• ACTIVITY: Every line of the listing that contains the word "instance" is to be copied out.

• DATA FOR PROCESSING:
BEGIN

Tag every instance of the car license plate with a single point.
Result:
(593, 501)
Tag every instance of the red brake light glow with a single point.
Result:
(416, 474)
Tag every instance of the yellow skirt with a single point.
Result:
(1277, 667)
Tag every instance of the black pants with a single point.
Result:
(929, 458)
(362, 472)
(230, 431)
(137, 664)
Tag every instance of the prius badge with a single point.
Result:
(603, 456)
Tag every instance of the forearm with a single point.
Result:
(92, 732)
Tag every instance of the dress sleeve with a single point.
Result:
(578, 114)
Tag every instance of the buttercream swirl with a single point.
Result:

END

• RESULT:
Tag every instance of the car license plate with a single point.
Tag every instance of the red brake light glow with a single point.
Tag every instance of the yellow skirt with a single point.
Tag every instance of the black pants with a single point.
Tag every instance of the prius badge with a single point.
Tag every instance of the forearm with a single point.
Tag every instance of the dress sleeve with a single point.
Tag every instance of the buttercream swirl with a single point.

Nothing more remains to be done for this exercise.